◆ **Exercise description**
Only text lines belong in the answer: the lines from the first one in the records through the line with "[(350, 517), (342, 681), (202, 2)]", copied exactly.

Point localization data

*-*-*

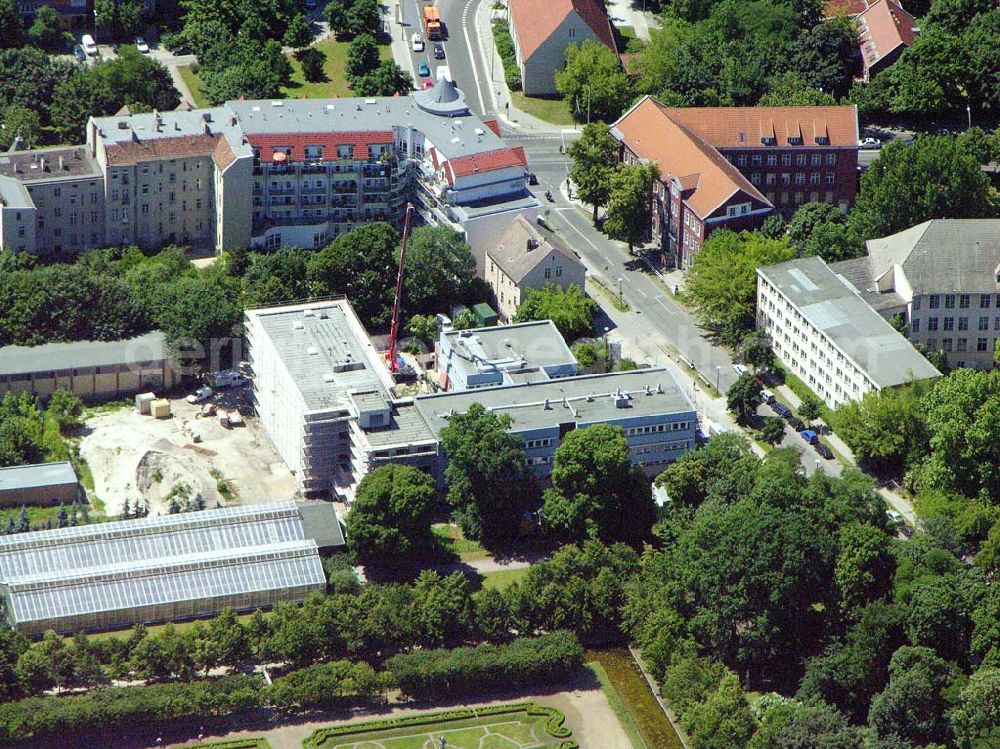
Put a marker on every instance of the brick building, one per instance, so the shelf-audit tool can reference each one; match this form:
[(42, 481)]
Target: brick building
[(732, 167)]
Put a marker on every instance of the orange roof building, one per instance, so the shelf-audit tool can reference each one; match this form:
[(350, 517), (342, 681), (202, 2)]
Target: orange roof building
[(733, 167), (885, 31), (543, 29)]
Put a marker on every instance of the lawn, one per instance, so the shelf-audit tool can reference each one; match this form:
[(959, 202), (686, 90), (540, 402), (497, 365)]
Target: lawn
[(555, 111), (335, 83), (193, 81), (518, 726), (504, 578)]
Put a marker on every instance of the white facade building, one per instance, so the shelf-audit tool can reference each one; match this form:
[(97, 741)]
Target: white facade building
[(828, 336)]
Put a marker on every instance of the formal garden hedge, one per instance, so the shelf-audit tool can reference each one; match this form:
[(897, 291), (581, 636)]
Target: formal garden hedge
[(554, 723), (525, 662)]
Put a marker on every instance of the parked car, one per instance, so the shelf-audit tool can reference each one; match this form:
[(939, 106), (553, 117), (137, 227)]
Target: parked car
[(201, 394), (823, 450)]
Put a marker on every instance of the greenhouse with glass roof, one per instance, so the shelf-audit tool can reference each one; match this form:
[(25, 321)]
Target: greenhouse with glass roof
[(165, 568)]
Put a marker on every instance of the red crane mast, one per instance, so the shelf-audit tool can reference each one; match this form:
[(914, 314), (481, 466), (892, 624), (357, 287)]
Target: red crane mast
[(394, 329)]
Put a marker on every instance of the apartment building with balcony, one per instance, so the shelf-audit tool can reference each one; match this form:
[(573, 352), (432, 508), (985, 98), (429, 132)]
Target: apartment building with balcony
[(732, 167), (829, 336), (265, 174)]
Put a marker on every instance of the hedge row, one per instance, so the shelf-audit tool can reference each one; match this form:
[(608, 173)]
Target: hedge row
[(505, 48), (554, 723), (428, 674)]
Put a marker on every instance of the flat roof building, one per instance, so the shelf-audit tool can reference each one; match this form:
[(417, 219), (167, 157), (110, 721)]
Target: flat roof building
[(503, 355), (92, 369), (828, 336), (163, 568), (39, 484)]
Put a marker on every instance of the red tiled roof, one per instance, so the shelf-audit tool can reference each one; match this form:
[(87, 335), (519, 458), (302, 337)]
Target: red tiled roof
[(131, 152), (743, 127), (268, 142), (884, 26), (706, 178), (502, 158), (534, 21)]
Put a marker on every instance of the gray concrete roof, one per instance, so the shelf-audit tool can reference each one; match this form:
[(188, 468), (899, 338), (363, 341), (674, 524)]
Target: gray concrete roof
[(37, 475), (586, 400), (326, 351), (943, 255), (531, 345), (832, 306), (451, 136), (513, 255), (52, 356), (43, 164)]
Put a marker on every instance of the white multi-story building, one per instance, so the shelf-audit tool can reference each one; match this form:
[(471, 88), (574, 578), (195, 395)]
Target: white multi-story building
[(828, 336), (943, 278), (265, 173)]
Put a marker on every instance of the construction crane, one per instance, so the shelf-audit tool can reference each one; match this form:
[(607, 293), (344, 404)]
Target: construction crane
[(394, 329)]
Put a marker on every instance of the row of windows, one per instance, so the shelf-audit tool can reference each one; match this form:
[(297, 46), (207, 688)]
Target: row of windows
[(964, 301), (801, 159), (948, 323)]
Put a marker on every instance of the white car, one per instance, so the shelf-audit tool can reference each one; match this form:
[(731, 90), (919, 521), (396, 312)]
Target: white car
[(89, 45), (199, 395)]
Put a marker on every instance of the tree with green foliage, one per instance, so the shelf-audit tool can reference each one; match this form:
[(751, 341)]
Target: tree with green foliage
[(312, 61), (440, 270), (299, 33), (722, 281), (362, 57), (594, 155), (593, 83), (387, 79), (932, 177), (357, 264), (489, 484), (569, 308), (630, 203), (595, 493), (743, 398), (20, 121), (390, 519), (11, 25), (47, 32)]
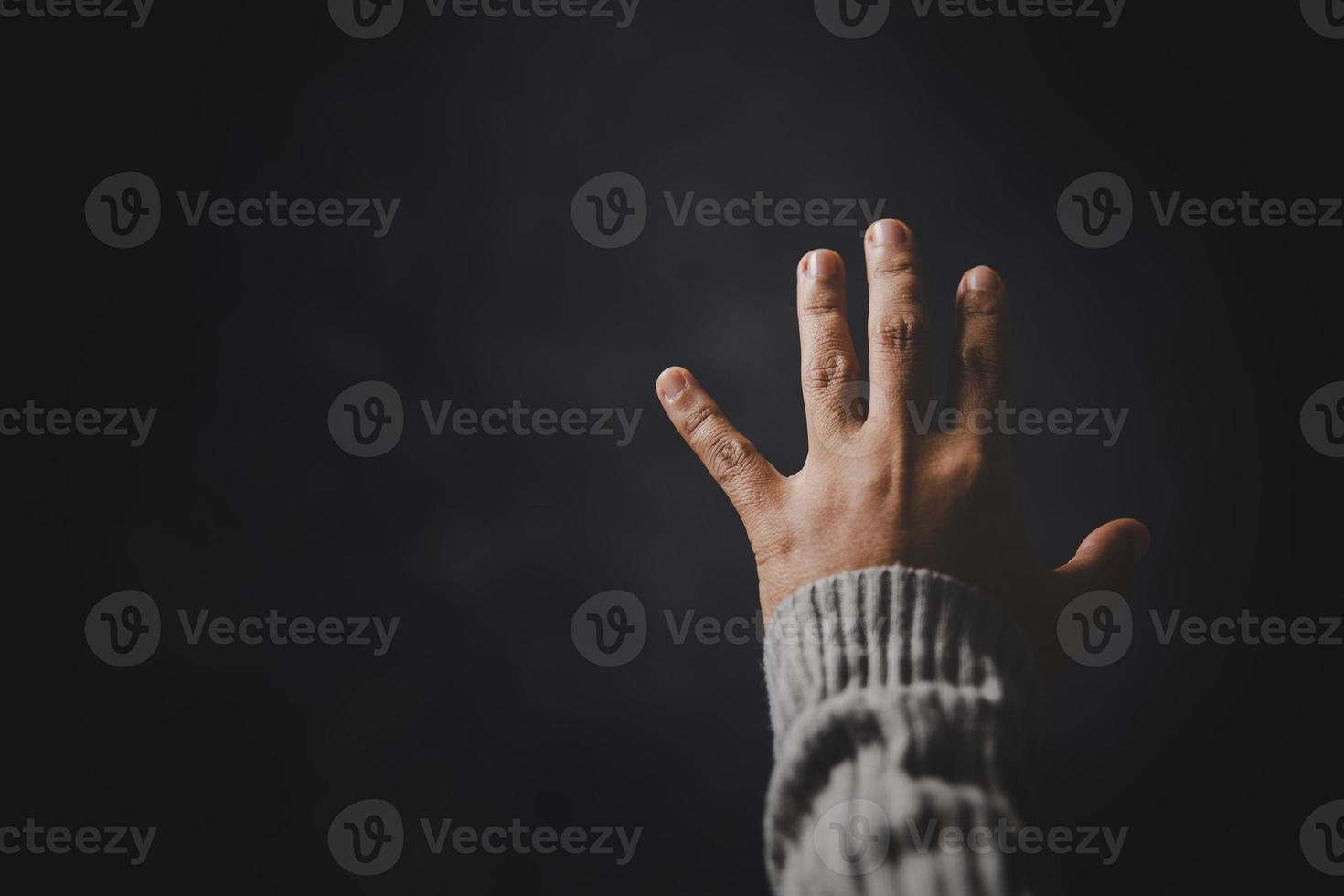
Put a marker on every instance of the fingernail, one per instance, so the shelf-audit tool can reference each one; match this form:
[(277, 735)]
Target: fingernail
[(823, 265), (887, 232), (981, 277), (674, 383)]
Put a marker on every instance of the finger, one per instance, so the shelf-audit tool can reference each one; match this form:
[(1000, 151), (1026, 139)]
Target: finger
[(829, 366), (897, 321), (980, 364), (1104, 558), (750, 481)]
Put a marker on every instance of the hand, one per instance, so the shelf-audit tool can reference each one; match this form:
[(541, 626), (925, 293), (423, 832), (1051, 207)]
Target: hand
[(874, 491)]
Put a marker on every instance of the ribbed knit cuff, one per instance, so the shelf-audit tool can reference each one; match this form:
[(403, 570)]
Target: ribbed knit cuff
[(890, 629)]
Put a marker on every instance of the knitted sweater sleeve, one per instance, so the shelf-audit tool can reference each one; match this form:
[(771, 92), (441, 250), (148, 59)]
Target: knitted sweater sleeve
[(900, 703)]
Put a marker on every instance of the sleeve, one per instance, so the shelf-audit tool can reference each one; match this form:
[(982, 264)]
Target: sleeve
[(901, 704)]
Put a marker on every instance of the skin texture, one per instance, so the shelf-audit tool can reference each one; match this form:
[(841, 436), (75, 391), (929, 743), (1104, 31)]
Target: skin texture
[(874, 491)]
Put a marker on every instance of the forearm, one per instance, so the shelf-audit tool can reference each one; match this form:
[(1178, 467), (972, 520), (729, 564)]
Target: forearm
[(900, 701)]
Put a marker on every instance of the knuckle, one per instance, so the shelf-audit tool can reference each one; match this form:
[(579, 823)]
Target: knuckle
[(823, 301), (901, 334), (894, 266), (827, 368), (730, 458), (983, 363), (694, 422)]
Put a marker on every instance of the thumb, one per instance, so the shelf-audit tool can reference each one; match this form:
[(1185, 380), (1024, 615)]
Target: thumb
[(1104, 558)]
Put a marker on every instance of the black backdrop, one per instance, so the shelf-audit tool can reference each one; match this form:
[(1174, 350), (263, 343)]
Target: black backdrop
[(484, 293)]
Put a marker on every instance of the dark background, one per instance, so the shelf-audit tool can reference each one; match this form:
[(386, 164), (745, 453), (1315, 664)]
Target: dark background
[(483, 293)]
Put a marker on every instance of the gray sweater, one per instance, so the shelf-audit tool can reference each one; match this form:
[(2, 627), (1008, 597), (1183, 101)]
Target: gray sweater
[(901, 730)]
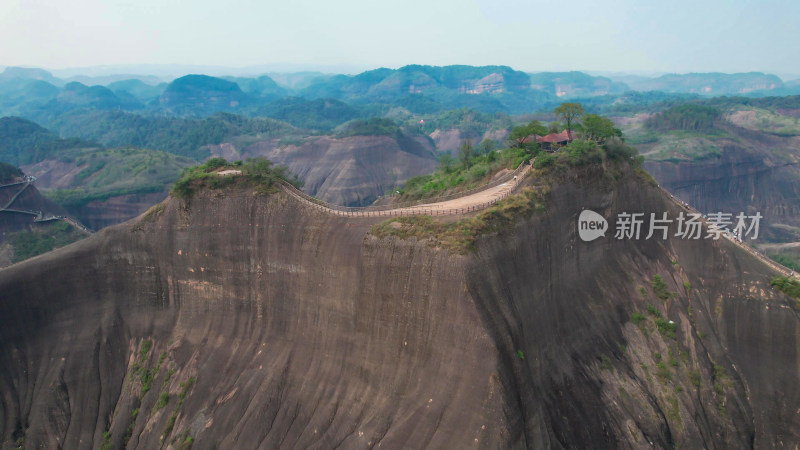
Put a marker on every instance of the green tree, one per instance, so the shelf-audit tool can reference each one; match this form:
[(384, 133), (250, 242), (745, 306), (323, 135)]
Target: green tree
[(598, 128), (446, 162), (519, 134), (466, 153), (569, 112), (486, 146)]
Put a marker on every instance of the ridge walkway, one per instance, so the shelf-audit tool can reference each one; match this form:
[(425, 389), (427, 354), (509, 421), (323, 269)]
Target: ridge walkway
[(460, 203), (38, 215), (476, 200)]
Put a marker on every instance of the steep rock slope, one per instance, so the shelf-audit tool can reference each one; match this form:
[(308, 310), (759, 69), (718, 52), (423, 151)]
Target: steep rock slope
[(352, 171), (243, 320), (743, 171)]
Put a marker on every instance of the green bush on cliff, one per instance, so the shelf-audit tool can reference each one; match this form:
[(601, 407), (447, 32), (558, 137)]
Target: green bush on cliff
[(258, 173), (582, 152), (42, 239), (477, 171), (789, 286), (461, 236)]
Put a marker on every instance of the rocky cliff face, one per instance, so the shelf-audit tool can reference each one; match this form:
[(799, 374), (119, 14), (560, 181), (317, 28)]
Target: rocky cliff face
[(352, 171), (243, 320), (753, 172)]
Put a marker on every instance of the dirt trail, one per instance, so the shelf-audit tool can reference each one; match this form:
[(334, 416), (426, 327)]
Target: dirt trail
[(460, 205)]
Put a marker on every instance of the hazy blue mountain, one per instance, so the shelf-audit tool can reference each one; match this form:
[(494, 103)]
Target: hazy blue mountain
[(710, 84), (575, 84), (263, 87), (30, 73), (142, 91), (297, 80), (106, 80), (487, 88), (317, 114), (201, 95), (25, 142)]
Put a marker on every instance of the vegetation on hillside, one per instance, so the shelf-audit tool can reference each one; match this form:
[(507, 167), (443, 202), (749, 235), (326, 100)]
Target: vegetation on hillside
[(789, 286), (461, 236), (8, 173), (42, 239), (474, 170), (258, 173), (114, 172)]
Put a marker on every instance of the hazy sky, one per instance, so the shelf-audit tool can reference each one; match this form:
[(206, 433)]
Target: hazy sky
[(609, 35)]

*-*-*

◆ **Answer to this exercise**
Put a marker on every instance of the brick building, one per instance, so the shelf-audit tool can reference each one; match this form:
[(42, 481)]
Target: brick building
[(732, 167)]
Put a marker on every instance of the orange roof building, one per instance, so the shelf-audit tool can reference each one; match this form:
[(350, 517), (342, 681), (202, 2)]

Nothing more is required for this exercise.